Working data:

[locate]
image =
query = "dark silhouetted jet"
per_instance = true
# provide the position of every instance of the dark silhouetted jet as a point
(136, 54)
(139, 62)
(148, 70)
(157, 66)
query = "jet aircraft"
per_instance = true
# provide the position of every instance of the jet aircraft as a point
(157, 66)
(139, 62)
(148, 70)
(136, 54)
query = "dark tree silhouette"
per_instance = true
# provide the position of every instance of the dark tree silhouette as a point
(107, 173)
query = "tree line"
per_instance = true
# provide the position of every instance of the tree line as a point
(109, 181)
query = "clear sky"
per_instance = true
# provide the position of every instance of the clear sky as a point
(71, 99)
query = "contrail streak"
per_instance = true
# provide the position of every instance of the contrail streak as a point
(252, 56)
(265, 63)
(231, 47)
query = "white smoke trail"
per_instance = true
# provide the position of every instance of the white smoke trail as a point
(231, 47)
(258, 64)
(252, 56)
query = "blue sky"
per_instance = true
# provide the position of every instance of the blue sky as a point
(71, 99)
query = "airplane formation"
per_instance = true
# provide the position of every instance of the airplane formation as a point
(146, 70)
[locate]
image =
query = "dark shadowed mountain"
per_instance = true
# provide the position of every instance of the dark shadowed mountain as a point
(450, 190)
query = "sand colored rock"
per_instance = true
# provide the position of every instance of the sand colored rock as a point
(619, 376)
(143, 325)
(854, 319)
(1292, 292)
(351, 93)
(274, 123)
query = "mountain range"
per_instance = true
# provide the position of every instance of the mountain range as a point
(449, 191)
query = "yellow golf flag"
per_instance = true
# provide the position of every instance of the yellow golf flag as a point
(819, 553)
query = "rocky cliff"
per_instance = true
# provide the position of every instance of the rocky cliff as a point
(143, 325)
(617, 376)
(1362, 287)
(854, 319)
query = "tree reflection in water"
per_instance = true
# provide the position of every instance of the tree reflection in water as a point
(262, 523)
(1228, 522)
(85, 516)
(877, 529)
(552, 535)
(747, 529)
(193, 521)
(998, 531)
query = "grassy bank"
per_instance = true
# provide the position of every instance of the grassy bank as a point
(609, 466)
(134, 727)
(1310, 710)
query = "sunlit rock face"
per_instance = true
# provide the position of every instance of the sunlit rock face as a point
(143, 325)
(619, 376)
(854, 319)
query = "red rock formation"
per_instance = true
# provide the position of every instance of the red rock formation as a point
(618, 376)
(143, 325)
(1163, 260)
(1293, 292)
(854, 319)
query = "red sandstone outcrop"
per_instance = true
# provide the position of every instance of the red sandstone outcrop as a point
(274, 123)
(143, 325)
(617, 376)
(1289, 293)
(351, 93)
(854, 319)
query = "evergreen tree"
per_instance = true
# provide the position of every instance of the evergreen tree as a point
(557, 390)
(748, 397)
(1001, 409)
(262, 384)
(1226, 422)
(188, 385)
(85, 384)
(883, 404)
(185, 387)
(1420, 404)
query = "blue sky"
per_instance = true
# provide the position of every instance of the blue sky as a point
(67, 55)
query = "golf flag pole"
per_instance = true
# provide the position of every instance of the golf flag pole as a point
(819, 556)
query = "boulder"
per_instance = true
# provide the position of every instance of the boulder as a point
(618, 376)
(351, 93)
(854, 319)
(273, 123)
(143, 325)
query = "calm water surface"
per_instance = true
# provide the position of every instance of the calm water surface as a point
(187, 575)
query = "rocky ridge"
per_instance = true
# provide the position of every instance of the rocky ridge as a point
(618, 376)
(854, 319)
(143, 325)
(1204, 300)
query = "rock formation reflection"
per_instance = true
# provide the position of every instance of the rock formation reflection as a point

What is expected: In your answer, print every entry exactly as it appears.

Response area:
[locate]
image =
query = "dark silhouetted jet"
per_instance = true
# provide the position of every instance of the dark silhouetted jet as a point
(136, 54)
(139, 62)
(148, 70)
(157, 66)
query = "jet aircraft"
per_instance = true
# provide the position of every instance of the jet aircraft as a point
(157, 66)
(139, 62)
(148, 70)
(136, 54)
query = "dark tree silhouette"
per_instance = true
# provide the position of every instance of the dark tree silhouette as a point
(107, 173)
query = "tree line"
per_instance = true
# provide the position of every instance of the tree line as a point
(109, 181)
query = "clear sky"
per_instance = true
# provide the position of every instance of the clear sky as a point
(71, 99)
query = "contrail streak"
per_instance = true
# provide the position of every instance of the contrail streak as a point
(252, 56)
(265, 63)
(231, 47)
query = "white smoke trail"
per_instance = true
# provide the position of every instance of the white smoke trail as a point
(231, 47)
(258, 64)
(252, 56)
query = "blue sky"
per_instance = true
# provide the position of every instance of the blue sky as a point
(71, 99)
query = "airplane formation"
per_instance = true
# provide the position of every instance of the airplane formation as a point
(146, 70)
[locate]
image =
query = "dark shadowed mountain"
per_instance = true
# provide the position of every instance of the dark shadowed mountain as a point
(450, 190)
query = "sand colored rock"
per_instance = true
# provide the position of every instance of the sand colored rock as a point
(619, 376)
(143, 325)
(854, 319)
(1292, 292)
(351, 93)
(274, 123)
query = "mountain range"
per_instance = true
# provide the position of every instance of the mountain range as a point
(449, 191)
query = "yellow golf flag"
per_instance = true
# provide the position of every instance of the yellow golf flag as a point
(819, 553)
query = "rocky cliff"
per_instance = true
# provide the position of every instance of the rocky cliff as a point
(143, 325)
(617, 376)
(1362, 287)
(854, 319)
query = "tree reflection in water"
per_instance = true
# provide the position of every instance of the tree reflection in water as a point
(262, 523)
(1228, 522)
(85, 516)
(877, 529)
(552, 535)
(747, 529)
(193, 521)
(998, 531)
query = "grassy bank"
per_instance = true
# provide the position of every instance of the grassy bank as a point
(609, 466)
(134, 727)
(1310, 710)
query = "sunlit rock face"
per_instance = true
# provide the position of every instance of the sunlit rock face as a point
(143, 325)
(619, 376)
(854, 319)
query = "red rock formation"
per_instance = true
# provide the position of every instance of the red rock formation as a point
(618, 376)
(143, 325)
(1163, 260)
(1293, 292)
(854, 319)
query = "red sandstone outcrop"
per_instance = true
# provide the position of every instance of the red sandstone outcrop as a point
(274, 123)
(143, 325)
(617, 376)
(1289, 293)
(351, 93)
(854, 319)
query = "evergreen tree"
per_instance = true
# provide the position of every instance of the evergreen tree as a point
(557, 390)
(748, 397)
(1001, 409)
(262, 384)
(1226, 422)
(188, 385)
(85, 384)
(883, 404)
(185, 387)
(1420, 404)
query = "blue sky"
per_instance = true
# provide the position of every instance of the blue sky as a point
(67, 55)
query = "golf flag pole"
per_instance = true
# provide the position of every instance of the golf flag pole as a point
(819, 556)
query = "boulder"
per_instance = true
# provide the position of every instance of the boulder as a point
(618, 376)
(351, 93)
(854, 319)
(273, 123)
(143, 325)
query = "calm water surface"
per_instance = true
# provide the position of every instance of the calm water surface as a point
(187, 575)
query = "rocky ridge"
per_instance = true
# provide the position of every instance of the rocky ridge as a point
(618, 376)
(854, 319)
(143, 325)
(1204, 300)
query = "rock formation reflection"
per_instance = true
# provide the position of every instance of the rock formation reflection as a point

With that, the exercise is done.